=== EXERCISE REQUIREMENTS ===
A. In the personal account of growing up with toxic family members, about how old was the writer when moving in with the grandparents?
B. Continue the personal account of growing up with toxic family members from its last sentence.
+++ PAGE EXCERPT +++
Well with some people, it's there mom and dad. With others it's more.
It has been both family and friends. My grandmother was the most toxic in my family. She damn near ruined my childhood, I couldn't see how my mom could possibly have a normal life? And I could see why my mother, was always on the run, as a teenager. And why she chose to hang with her friends. And getting married at a young age, just to leave her folks behind, my grandparents were both very controlling people, very bossy.
Not to mention the fact they were converts to the Mormon church.
And my mother hated that and the rules. And so when my mother had me at the age of 19. She wanted to live in her own place. And at least she gave me choices. She was strict with me too but at least she was not toxic. My mother had more problems than I did. When it come to overcoming her fears and letting go of the anger she grew up with as a kid. And at least I had a chance to enjoy my childhood. Until we moved in with our grandparents. I was about 10 when I moved in. And my childhood was not the same. By that time I was pretty much a preteen.
+++ DATA EXTRACT +++
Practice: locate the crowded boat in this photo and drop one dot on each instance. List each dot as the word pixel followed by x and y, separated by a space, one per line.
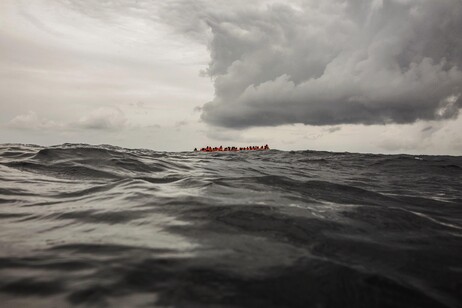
pixel 233 149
+++
=== RESPONSES BY ITEM NUMBER ===
A. About 10.

B.
And needless to say my grandmother got in the way of everything! When it come to guys and when it comes to dating, putting on makeup and enjoying the clothes and the fashion world, music,,lol you name it! Every day was a knock down drag out! I got into the biggest fights with my grandma everyday over the type of music I like. And having friends over, going out on a date. And school. She was always in my face about my clothes! Everything I wore was a fucking controversy. And if it wasn't bad enough she even raised my brother to be another replica of her and so he become toxic just as bad as her. So I had to put up with the two of them all throughout my high school years even. And needless to say! I would give anything. Just to be somebody else? Or to live a different life where I could be happier and be with people that are like myself. Those people who had it much happier was my row model. And my heart went out to those people who didn't have it so easy. And I know things could have been a lot worse.